**Exercise instructions:**
Reproduce the items below, replacing every occurrence of "a pin per instance" with "one marker per instance" and leaving everything else unchanged. Omit the pictures from your output.

**Task input:**
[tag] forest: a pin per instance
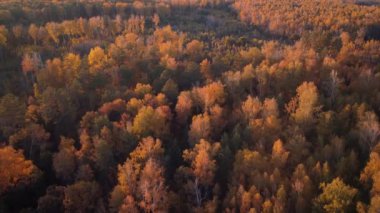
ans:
(189, 106)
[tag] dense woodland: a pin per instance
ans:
(190, 106)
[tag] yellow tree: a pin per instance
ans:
(14, 169)
(97, 59)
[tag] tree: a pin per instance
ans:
(12, 111)
(52, 201)
(199, 177)
(64, 162)
(82, 196)
(205, 68)
(129, 192)
(152, 188)
(369, 130)
(33, 33)
(149, 121)
(200, 128)
(335, 197)
(184, 106)
(3, 35)
(307, 104)
(71, 65)
(97, 59)
(15, 169)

**Output for this exercise:**
[tag] forest: one marker per instance
ans:
(189, 106)
[tag] dense woodland: one marker per instance
ans:
(190, 106)
[tag] yellow tree: one marker per instance
ans:
(14, 169)
(97, 59)
[tag] tree: one marker per instance
ans:
(12, 111)
(52, 201)
(199, 177)
(64, 162)
(82, 196)
(205, 68)
(129, 192)
(152, 188)
(369, 130)
(33, 33)
(149, 121)
(200, 128)
(335, 197)
(184, 106)
(3, 35)
(307, 104)
(71, 65)
(97, 59)
(15, 169)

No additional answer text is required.